## Aplica lo leído
[A] Indica si cada afirmación coincide con el relato de la misión y respalda tu respuesta con las palabras exactas del relato: (i) La visita a la casa ocurre el último día de la misión. (ii) Fedora vivía de forma permanente en la casa de su hermana. (iii) Al morir, el marido de Fedora dejó cinco hijos en el hogar.
[B] Escribe la continuación del relato de la misión desde donde termina el texto.

Calles de barro, sobrepoblación de perros; a veces, gallinas o cerdos. Unas pocas manzanas con casas sencillas de ladrillo y chapa. Plaza y niños, muchos. Familias numerosas, generosas y luchadoras. La capilla, pequeña pero prolija, con sus santitos y su salón multiuso.
Entro en la casa. Es el último día de la misión. Voy con un sacerdote y con algunos jóvenes. Llevamos días acercándonos a los que están lejos, o solos; intentamos ayudar a los que están siempre –o a veces– cansados y desanimados.

No imagino que esta noche va a ser tan especial. Es por Fedora. Esa misma mañana hemos pasado por casa de su hermana, y allí estaba ella, pasando unos días, ofreciéndose una a otra esa compañía tan necesaria, cuando las distancias separan lo que la sangre une. Esta mañana, después de unos mates, bendijimos la despensa familiar y después, la casa del cuñado y al fin la de la nieta, todos buscando una cercanía de Dios y contagiando esa oportunidad, tal vez muy esperada, a cuanto pariente encontraran.

Pero es ahora, en la noche, en la despedida de los misioneros, en el medio de la fiesta, con fondo de folclore y gusto a empanadas fritas –siempre caseras– cuando me va a sorprender una mirada. Cuando las lágrimas que empapan los ojos de Fedora también me van a bañar a mí. Entre charla y charla de familia, campo, trabajo, agua y años… se abre una página muy guardada. Una historia de cargas pesadas. Haciendo las veces de madre de un hermano alcohólico, la pérdida anticipada de un marido bueno, compañero y trabajador, que se llevó con él la mitad de la vida de su esposa y dejó un vacío duro en el hogar de siete hijos –una especialmente frágil y necesitada de atención permanente por su discapacidad–. En el medio de la fiesta, la voz de Fedora se entrecortó, y como asoman las tormentas, asomó el agua, tímida y avergonzadamente, en una mirada cubierta de lágrimas.

## Datos del ejercicio
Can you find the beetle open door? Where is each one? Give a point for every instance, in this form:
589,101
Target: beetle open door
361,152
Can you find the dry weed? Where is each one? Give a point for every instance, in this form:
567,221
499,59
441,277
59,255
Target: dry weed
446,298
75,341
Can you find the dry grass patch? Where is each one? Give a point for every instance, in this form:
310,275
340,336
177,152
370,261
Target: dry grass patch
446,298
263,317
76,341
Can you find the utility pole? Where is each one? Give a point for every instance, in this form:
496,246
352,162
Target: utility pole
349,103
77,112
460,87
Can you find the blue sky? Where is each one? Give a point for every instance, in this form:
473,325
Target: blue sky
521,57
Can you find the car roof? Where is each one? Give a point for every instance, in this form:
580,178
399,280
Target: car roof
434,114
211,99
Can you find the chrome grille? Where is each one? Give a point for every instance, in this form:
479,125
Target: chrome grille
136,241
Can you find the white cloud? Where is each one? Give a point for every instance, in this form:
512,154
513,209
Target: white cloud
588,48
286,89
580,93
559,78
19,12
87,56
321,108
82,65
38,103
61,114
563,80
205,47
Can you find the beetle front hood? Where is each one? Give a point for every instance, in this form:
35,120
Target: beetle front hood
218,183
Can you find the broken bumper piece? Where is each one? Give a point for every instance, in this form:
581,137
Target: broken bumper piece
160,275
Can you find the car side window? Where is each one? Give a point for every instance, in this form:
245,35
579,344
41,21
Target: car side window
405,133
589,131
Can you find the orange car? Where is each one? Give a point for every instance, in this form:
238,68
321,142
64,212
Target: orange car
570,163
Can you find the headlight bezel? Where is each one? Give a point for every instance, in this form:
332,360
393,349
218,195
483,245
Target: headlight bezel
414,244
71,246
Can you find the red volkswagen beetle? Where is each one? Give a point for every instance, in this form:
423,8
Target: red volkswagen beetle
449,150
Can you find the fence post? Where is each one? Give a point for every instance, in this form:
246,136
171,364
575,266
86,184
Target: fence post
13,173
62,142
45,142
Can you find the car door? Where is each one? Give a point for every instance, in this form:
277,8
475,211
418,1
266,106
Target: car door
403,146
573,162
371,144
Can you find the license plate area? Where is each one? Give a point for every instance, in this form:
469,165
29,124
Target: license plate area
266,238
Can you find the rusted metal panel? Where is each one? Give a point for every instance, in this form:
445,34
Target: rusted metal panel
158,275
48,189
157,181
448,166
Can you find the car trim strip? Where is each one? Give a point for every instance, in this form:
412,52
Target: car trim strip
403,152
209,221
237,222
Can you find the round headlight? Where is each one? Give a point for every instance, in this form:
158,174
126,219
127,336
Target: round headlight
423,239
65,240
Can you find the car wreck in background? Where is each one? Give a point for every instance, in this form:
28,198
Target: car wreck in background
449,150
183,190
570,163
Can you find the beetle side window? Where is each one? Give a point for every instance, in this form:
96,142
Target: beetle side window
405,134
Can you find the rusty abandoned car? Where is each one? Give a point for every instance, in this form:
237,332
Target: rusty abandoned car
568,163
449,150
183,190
==
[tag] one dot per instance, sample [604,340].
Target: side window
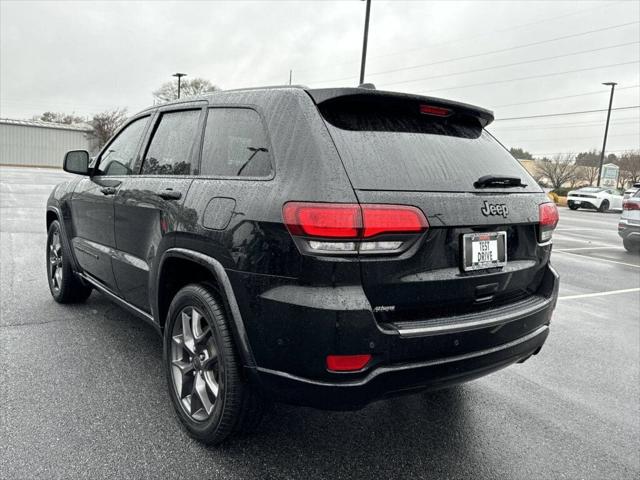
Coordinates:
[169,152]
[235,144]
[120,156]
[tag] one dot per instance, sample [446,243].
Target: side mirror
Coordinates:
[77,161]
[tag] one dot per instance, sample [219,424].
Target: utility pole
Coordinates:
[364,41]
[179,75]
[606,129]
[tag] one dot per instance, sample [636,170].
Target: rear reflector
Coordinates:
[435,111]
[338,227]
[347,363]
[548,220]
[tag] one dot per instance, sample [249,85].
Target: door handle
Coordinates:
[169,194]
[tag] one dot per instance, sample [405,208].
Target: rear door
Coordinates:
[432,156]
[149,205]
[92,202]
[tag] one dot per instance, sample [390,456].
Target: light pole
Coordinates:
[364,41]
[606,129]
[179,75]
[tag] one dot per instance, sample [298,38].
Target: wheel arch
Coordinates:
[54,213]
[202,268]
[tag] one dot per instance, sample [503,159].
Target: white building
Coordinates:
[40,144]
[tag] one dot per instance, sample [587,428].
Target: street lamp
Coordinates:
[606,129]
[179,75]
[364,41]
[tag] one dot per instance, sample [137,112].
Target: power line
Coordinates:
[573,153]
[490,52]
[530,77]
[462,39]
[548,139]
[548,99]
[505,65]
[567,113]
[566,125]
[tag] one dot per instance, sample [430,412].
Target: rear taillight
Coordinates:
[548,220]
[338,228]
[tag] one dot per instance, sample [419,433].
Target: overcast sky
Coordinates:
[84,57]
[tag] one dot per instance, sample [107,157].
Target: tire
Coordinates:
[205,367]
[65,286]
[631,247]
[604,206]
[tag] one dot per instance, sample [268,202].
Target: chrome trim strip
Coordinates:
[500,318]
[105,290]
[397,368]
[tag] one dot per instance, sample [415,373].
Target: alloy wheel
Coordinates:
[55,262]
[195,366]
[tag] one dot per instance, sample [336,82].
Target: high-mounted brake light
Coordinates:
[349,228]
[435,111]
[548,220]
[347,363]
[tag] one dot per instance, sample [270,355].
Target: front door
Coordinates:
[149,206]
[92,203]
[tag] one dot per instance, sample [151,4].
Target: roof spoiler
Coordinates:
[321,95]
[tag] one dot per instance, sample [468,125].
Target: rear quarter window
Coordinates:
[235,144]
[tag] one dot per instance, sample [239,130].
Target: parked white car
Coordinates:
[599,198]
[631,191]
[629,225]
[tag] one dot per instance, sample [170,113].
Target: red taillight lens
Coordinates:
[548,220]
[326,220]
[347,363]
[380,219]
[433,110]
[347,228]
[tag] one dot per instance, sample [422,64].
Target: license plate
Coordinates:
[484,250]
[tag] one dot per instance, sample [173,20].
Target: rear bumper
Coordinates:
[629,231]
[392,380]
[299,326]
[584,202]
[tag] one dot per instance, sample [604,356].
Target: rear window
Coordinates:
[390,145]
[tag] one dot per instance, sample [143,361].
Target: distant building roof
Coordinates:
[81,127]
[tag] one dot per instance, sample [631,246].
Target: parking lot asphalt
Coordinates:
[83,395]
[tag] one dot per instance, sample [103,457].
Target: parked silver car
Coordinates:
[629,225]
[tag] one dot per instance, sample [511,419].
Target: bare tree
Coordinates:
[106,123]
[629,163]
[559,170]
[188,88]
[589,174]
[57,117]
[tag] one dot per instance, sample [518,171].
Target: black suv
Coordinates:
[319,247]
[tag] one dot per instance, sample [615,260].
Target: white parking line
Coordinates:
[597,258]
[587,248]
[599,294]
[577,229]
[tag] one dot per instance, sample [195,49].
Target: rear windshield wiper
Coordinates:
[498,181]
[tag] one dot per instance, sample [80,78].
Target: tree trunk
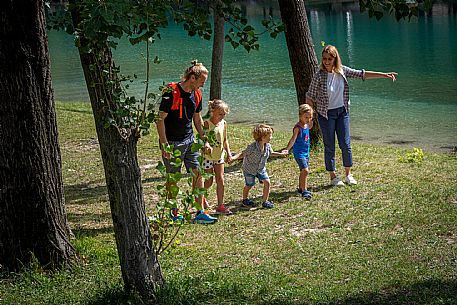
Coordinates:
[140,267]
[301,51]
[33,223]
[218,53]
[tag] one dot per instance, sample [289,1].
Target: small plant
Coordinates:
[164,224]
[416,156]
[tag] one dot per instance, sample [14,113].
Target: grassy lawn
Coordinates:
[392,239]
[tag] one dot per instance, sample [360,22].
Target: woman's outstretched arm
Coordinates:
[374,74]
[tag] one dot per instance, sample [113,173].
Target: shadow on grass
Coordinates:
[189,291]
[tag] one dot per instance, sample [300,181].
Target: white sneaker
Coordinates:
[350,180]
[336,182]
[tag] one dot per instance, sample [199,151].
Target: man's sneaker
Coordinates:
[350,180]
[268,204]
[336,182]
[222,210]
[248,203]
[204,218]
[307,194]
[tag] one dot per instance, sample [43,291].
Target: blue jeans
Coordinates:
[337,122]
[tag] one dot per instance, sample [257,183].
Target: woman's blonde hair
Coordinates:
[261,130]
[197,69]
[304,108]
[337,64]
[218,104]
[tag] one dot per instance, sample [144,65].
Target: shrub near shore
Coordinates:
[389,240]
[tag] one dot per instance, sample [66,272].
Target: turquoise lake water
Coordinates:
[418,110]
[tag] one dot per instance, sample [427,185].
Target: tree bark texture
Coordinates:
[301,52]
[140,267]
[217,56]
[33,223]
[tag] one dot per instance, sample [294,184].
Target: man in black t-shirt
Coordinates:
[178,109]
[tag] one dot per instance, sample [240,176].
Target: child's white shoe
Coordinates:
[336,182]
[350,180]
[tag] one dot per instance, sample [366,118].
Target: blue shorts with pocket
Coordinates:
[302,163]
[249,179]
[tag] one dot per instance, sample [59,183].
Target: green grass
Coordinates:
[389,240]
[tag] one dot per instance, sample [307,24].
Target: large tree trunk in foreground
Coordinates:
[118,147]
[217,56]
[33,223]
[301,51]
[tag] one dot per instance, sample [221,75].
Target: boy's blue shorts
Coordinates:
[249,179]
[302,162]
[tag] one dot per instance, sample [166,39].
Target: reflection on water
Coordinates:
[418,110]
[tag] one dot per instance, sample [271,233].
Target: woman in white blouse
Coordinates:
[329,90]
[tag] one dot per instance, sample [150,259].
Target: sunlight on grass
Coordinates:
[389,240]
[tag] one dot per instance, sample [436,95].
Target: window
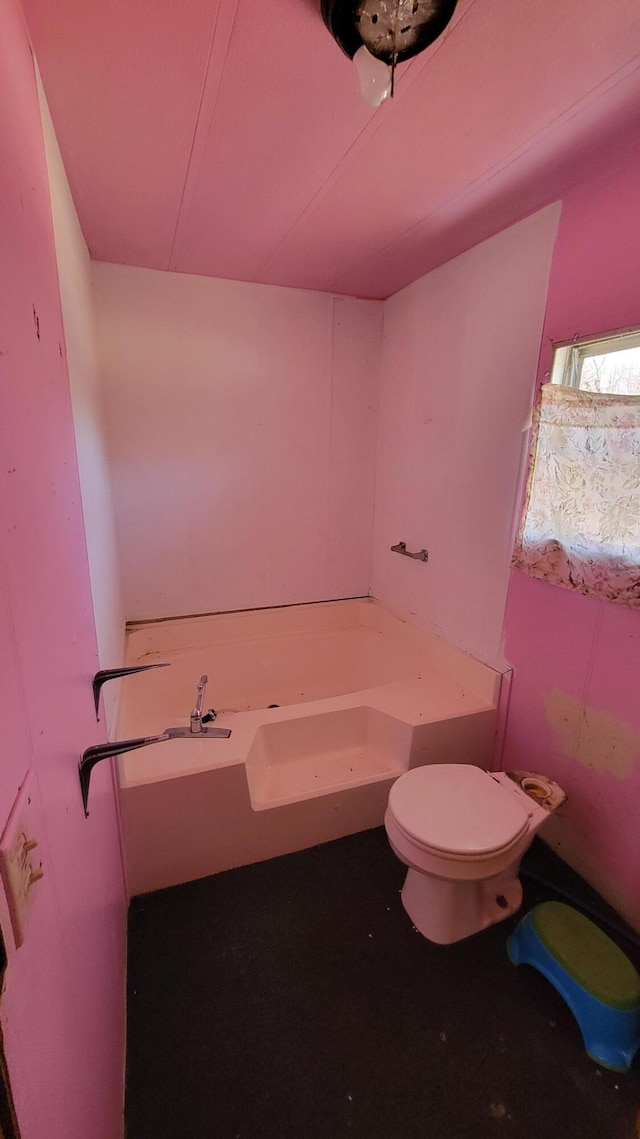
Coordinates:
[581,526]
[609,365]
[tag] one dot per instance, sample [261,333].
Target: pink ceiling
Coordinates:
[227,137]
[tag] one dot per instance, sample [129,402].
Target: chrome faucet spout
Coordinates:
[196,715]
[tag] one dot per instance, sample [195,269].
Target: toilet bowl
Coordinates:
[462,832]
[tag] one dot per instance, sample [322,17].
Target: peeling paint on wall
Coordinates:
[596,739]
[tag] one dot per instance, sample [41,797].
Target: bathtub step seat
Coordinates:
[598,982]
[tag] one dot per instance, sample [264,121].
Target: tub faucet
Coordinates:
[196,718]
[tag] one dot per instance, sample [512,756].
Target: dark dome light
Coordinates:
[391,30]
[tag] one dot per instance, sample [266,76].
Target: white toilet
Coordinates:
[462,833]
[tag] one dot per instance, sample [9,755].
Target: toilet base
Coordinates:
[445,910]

## Respuestas del ejercicio
[A]
(i) Sí: «Es el último día de la misión.»
(ii) No: «allí estaba ella, pasando unos días».
(iii) No: «dejó un vacío duro en el hogar de siete hijos».

[B]
También eso se vuelve fiesta para mí. Fiesta diferente, pero fiesta sin duda. Fiesta de un dolor que se drena en el encuentro amable de desconocidos que se reconocen hermanos. Fiesta de un dolor compartido, carga aliviada de ambos lados -porque abrazar el sufrimiento del otro sana también las propias heridas. Y creo que ahí comienza la verdadera fiesta en la vida.

Para algunos, este tiempo de misión serán días malgastados, pérdida de tiempo. Locura, para otros, acercarse al dolor, cuando tantos van buscando cómo evitarlo o esconderlo. Pero para mí, para Fedora, y sé que para muchos otros, salir al encuentro del que sufre, por su pobreza, por su historia, por su enfermedad o por lo que sea, es fiesta. Así lo fue para Jesús: fiesta de un compromiso que en días –o vidas– ‘malgastados’, va resucitando al mundo desde dentro.